> Provided text:
_ _ _ _ _
LearnFromHumanEdit

Installation

If using conda, you can get this to work as follows:

conda create -n salt python=3.8
conda activate salt

We have experimented with 11.7 and 10.2 cuda version, but this release should work with more recent versions as well.

conda install pytorch==1.12.1 torchvision==0.13.1 torchaudio==0.12.1 cudatoolkit=10.2 -c pytorch

conda install pytorch torchvision torchaudio pytorch-cuda=11.7 -c pytorch -c nvidia

Install other packages:

conda install -c conda-forge matplotlib
conda install -c conda-forge spacy
conda install -c conda-forge scipy
python -m spacy download en_core_web_sm
pip install nltk
pip install ipdb
pip install rouge
pip install rouge-score
pip install trl
pip install minineedle
pip install nltk

pip install datasets
pip install transformers

If you want to use qlora for llm:

pip install -q -U bitsandbytes 
pip install -q -U git+https://github.com/huggingface/peft.git 
pip install -q -U git+https://github.com/huggingface/accelerate.git

Run the trainer

python DPO_trainer.py
python SFT_trainer.py
python SALT_trainer.py

Run Synthetic Data Generation

python SyntheticData.py

Instructions for Synthetic Data Generation

Use the above script for the generation of synthetic data of two types:

High to Low (H2L): where the chosen summary is the reference summary & rejected summary is the LLM hallucinated summary.
Low to High (L2H): where the rejected summary is the pre-trained model-generated summary & chosen summary is the factually improved summary.
_ _ _ _ _
[Natural-language object grounding records]

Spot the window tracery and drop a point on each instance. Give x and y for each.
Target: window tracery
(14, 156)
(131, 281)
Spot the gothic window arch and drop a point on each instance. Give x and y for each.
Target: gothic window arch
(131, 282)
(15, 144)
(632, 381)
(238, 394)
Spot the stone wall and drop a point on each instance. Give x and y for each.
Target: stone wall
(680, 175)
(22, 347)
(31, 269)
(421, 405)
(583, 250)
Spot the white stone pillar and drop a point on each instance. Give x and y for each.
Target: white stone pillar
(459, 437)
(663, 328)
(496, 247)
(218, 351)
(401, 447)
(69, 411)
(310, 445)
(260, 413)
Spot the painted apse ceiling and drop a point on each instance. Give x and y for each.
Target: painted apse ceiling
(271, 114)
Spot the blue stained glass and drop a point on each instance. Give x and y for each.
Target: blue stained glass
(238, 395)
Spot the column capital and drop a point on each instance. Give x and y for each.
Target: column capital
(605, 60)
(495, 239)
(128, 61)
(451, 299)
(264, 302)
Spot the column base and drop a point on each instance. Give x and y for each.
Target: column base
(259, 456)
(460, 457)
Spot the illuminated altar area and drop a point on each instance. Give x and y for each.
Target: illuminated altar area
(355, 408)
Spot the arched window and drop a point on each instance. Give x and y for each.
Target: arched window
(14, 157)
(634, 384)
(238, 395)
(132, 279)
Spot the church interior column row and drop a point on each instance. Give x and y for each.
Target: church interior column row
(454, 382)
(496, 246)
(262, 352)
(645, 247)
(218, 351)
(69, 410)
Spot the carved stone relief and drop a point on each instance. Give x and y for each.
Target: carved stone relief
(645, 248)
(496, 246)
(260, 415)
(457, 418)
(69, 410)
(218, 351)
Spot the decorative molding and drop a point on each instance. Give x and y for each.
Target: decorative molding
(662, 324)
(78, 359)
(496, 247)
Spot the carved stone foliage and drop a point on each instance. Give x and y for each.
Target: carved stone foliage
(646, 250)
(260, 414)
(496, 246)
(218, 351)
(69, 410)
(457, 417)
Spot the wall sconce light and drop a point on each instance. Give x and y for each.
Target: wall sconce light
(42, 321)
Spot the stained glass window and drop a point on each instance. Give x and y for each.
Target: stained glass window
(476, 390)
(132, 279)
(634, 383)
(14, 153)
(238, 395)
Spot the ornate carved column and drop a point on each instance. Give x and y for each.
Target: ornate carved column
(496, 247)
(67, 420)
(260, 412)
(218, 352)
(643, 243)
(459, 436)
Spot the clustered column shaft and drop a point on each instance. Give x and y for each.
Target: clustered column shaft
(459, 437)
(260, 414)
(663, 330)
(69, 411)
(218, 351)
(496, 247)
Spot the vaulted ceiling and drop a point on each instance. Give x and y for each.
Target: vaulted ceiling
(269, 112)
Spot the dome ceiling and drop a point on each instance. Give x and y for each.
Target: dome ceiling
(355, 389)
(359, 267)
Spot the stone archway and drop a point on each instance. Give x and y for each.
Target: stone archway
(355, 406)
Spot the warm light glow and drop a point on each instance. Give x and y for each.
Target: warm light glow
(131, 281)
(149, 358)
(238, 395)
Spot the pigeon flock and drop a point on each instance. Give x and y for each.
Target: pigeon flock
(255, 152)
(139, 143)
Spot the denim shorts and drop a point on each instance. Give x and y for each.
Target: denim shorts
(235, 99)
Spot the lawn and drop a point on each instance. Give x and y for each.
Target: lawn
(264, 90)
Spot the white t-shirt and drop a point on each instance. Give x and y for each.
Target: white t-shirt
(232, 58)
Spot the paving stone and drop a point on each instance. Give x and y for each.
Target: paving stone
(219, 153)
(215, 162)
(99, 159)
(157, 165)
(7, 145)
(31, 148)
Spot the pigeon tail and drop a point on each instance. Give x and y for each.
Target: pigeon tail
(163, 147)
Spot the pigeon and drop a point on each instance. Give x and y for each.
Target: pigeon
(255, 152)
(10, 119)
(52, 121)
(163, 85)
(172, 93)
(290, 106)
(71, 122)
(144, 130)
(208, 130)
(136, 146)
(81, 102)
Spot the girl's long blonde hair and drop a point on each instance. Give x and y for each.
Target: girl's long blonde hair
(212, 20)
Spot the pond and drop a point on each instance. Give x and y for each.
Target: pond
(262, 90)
_ _ _ _ _
Please reproduce word for word the part of the LearnFromHumanEdit text from "python DPO_trainer.py" to "factually improved summary.".

> Exercise solution:
python DPO_trainer.py
python SFT_trainer.py
python SALT_trainer.py

Run Synthetic Data Generation

python SyntheticData.py

Instructions for Synthetic Data Generation

Use the above script for the generation of synthetic data of two types:

High to Low (H2L): where the chosen summary is the reference summary & rejected summary is the LLM hallucinated summary.
Low to High (L2H): where the rejected summary is the pre-trained model-generated summary & chosen summary is the factually improved summary.